### Required tasks:
[1] In the forum thread about English translations of Goscinny and Uderzo's comics, what name does Oumpah-Pah give the Marquis de la Pâte Feuilletée?
[2] From the forum thread about English translations of Goscinny and Uderzo's comics, reproduce word for word the part that opens with the words containing "We should get" and closes with "what it's about?".
[3] Take the forum thread about English translations of Goscinny and Uderzo's comics further, picking up right after its final sentence.

### Selected text:
━━━━━━━━

Having read the entire Asterix series, I have been on the lookout for other works by Goscinny & Uderzo.
Save for Oumpah-Pah which was translated to English in the late Seventies, none of their other works have been available in English.
I wrote to Hachette, requesting to publish Luc Junior and Jehan Pistolet in English.
I received a reply saying that talks are going on with regard to the English translations and new translations of Oumpah-Pah should appear, along with the first-time publication of Luc Junior and Jehan Pistolet.
Hope Moulinsart will follow this news, and agree to the publication of Totor, Mr. Mops and Mr. Bellum in English.
I also hope that Peppy and Virginny in Lapinoland will eventually be released. Touch wood.
#2 · Posted: 13 May 2015 04:09
Another update I got today:
"We are currently discussing with a UK publisher to get an English version of Oumpah Pah and Jehan Pistolet.
We should get a clear picture of the editorial plan in 2016.
With kind regards,

Hmmm... Looks like there is a bright future for classic Franco-Belgian translations.
#3 · Posted: 27 May 2017 14:55
Sad news. just got a message from Hachette- Livre. They have shelved the idea of translating Jehan Pistolet and Luc Junior to English.
deeply disappointed.
#4 · Posted: 29 May 2017 02:10
Aw, that's a shame. I've never heard of Oumpah-pah and the others though, can somebody tell me what it's about?
#5 · Posted: 29 May 2017 10:43
"Oumpah-Pah" is the adventures of a Native American Indian in the early 18th century during the French colonisation of America. He befriends a young French aristocrat, the Marquis de la Pâte Feuilletée (Marquess of Puff Pastry) whom Oumpah-Pah calls "Double-Scalp" due to the fact that he has two layers of hair: his normal hair and a wig.

"Jehan Pistolet" is also set in the 18th century and is about a buccaneer who serves the French King.

"Luc Junior" is set in more modern times (that is the 1950s when it was first published) and are about a young Tintin-like reporter accompanied by a dog (in this case a dalmatian).

I have only read the first two stories of "Oumpah-Pah". It is a bit slow-paced but otherwise has plenty of good humour. What little I have seen of "Jehan Pistolet" and "Luc Junior" also indicate that they are well worth reading.

If marketed as "By the Creators of Asterix" then they might be successful.
#6 · Posted: 31 May 2017 02:34
Oumpah- Pah was translated to English way back in the Seventies by Nicholas Fry. He was rechristened Ompa- Pa. The albums are worth reading and re-reading. We can find the traces of humor, play with words, and play with history in these works- as like in their more famous successor Asterix.
#7 · Posted: 31 May 2017 09:53
Oumpah- Pah was translated to English way back in the Seventies by Nicholas Fry.

Not just Nicholas Fry but Anthea Bell too, the latter an acclaimed translator still working today, and famous for her association with the works of Goscinny and Uderzo through the Asterix series.

The titles translated - or at least the ones I am aware of - were:
Ompa-pa and Brother Two-Scalp
Ompa-pa and the Pirates
Ompa-pa and the Secret Mission
Ompa-pa Saves the Day
Ompa-pa and the Prussians

The issue I can see for relaunching the series now is that the imagery and iconography used is very dated.

━━━━━━━━

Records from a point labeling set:
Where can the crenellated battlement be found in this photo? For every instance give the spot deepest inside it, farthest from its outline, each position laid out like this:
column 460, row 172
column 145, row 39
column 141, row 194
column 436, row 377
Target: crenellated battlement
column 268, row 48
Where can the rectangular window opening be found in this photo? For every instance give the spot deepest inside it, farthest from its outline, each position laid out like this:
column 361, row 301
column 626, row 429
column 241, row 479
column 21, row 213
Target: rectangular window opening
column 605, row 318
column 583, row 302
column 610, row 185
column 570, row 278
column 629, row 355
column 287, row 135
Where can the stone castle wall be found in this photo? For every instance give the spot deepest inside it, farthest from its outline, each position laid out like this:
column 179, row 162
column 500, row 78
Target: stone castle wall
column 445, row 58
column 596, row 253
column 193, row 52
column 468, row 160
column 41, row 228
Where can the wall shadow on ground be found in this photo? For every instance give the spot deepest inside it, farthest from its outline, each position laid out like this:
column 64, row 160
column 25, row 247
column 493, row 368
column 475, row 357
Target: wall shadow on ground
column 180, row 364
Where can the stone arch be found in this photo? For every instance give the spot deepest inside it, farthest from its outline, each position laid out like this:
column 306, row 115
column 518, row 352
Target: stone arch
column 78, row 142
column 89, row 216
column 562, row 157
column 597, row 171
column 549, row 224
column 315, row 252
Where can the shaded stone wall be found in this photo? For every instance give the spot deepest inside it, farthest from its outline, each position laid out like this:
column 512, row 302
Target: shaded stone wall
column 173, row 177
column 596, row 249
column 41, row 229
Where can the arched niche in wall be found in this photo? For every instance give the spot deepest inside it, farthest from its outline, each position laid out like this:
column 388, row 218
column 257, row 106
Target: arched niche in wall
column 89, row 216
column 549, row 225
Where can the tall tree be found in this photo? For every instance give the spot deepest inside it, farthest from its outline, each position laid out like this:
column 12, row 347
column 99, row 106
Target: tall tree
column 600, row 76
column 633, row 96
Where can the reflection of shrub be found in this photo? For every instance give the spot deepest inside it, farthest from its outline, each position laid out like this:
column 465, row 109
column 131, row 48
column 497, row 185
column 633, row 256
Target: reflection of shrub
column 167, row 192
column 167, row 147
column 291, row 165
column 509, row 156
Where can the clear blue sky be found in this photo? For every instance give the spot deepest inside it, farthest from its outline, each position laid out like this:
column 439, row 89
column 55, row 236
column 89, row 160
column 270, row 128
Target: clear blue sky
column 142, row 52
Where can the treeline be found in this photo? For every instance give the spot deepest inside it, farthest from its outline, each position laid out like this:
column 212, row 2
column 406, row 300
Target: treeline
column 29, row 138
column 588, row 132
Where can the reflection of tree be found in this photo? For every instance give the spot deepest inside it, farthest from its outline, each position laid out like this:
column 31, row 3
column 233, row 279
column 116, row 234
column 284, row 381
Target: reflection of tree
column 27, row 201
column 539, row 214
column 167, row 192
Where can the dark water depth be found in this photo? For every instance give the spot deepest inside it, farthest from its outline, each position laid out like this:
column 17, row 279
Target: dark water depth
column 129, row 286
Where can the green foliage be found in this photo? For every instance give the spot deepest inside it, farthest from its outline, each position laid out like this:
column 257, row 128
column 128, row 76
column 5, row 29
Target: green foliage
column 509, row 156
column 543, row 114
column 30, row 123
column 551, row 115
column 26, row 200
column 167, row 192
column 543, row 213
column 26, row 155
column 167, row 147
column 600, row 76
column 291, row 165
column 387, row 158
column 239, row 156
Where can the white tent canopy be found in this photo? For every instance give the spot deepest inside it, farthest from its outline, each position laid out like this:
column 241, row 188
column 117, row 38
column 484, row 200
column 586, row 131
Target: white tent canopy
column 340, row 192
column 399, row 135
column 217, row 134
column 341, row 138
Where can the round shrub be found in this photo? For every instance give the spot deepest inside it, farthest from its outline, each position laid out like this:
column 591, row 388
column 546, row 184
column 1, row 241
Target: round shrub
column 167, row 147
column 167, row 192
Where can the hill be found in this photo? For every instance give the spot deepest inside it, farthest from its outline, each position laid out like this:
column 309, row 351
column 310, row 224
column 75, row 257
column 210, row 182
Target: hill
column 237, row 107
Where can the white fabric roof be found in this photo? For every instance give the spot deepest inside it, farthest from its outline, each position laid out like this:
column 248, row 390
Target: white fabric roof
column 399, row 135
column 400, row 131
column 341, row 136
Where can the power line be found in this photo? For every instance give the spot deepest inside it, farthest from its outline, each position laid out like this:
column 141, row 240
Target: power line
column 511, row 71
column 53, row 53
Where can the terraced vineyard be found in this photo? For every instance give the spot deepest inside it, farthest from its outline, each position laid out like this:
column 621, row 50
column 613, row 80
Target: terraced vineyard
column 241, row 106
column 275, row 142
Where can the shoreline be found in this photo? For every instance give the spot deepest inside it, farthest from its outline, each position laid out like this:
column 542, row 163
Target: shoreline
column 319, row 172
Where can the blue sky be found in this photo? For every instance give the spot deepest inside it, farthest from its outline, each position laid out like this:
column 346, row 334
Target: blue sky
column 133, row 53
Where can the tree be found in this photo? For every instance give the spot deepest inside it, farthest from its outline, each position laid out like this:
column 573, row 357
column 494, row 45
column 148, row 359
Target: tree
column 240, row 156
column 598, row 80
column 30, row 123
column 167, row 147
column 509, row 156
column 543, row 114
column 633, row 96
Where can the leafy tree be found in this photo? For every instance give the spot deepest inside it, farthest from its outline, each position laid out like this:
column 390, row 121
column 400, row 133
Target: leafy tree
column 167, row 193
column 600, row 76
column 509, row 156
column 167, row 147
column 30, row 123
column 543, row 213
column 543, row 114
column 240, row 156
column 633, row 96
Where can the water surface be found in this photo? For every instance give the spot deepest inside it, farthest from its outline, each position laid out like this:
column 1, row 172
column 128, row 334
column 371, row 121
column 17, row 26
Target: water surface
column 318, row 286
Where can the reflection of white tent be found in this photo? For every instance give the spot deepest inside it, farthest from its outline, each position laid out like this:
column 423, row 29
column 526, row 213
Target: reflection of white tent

━━━━━━━━

### The answers:
[1] Double-Scalp

[2]
We should get a clear picture of the editorial plan in 2016.
With kind regards,

Hmmm... Looks like there is a bright future for classic Franco-Belgian translations.
#3 · Posted: 27 May 2017 14:55
Sad news. just got a message from Hachette- Livre. They have shelved the idea of translating Jehan Pistolet and Luc Junior to English.
deeply disappointed.
#4 · Posted: 29 May 2017 02:10
Aw, that's a shame. I've never heard of Oumpah-pah and the others though, can somebody tell me what it's about?

[3]
It also doesn't fill an empty niche, certainly in the U.K., as The Beano still runs the similarly dodgy Little Plum (although thankfully he is no longer billed as "Your Redskin Chum", and the use of the pidgin "um" for "the" in the dialogue has been stopped) if you desire to read anachronistic insensitive Wild West comic strips.

The Native American peoples in Ompa-pa are depicted as "loveable savages", "injun" braves who wear feathers in their hair and paint their faces at all times, and that is now seen as offensive to them, and a gross parody of their cultures (there are many tribal nations, and each has a different culture). Why perpetuate these distorted colonial stereotypes?

I can't foresee this being a series that will ever get a mainstream re-release in English, and if it is ever taken up it would probably only ever be for a specialist, collector publisher like Last Gasp or Fantagraphic.
#8 · Posted: 2 Jun 2017 13:14
Why perpetuate these distorted colonial stereotypes?

Would a translation to English rake up such issues. As late as 2013 reissues of Jehan Pistolet, Luc Junior and Oumpah Pah have been released in French.
Soviets and Congo too have had their share of controversy- but were we averse to the same being republished post 2000. After being silent for a long time- it was only about 10 years back was Soviets and Congo published to reach a mainstream market. Did it create much of a ruckus?

And thank you for pointing out the fact that Ms. Anthea Bell too was involved in the translation of Oumpah- Pah- that was news to me.
#9 · Posted: 2 Jun 2017 14:59
Would a translation to English rake up such issues.

Yes, easily - and it's not "raking up" - the issues are there front and centre.
The portrayal of Native Americans has long been a topic of concern, and many are found to be highly inappropriate. Two reasons for not publishing it now, are first, the publisher is enlightened enough to decide that the material is dated and to be avoided, or second, they don't actually care, but don't want to bring down trouble on their own heads.
Remember that amongst all the controversy his work has provoked, Hergé's own sincerest regret was the way he portrayed the Native Americans in Tintin in America, and his wish had been that someday he could right the wrong by doing a second book to emphsise their plight as marginalised peoples.

As late as 2013 reissues of Jehan Pistolet, Luc Junior and Oumpah Pah have been released in French.

The French market is something else entirely, and in many cases not to be applauded for their depiction of minorities, ethnicities and gender stereotypes. I thought it was a missed opportunity that the change in the creative team wasn't used as an opportunity to tone down the stereotyping of the crow's nest pirate, for example.

Soviets and Congo too have had their share of controversy- but were we averse to the same being republished post 2000.

Errr... Well leaving Soviets apart, as I am not sure what is thought to be controversial in it, Congo has been a hot topic since it first appeared in English (and indeed was the reason that Methuen did not wish to publish it the entire time they had the series); it's been the subject of court cases, and much debate (not least of which on these forums).
Did it create much of a ruckus?

Yes, Congo caused lots!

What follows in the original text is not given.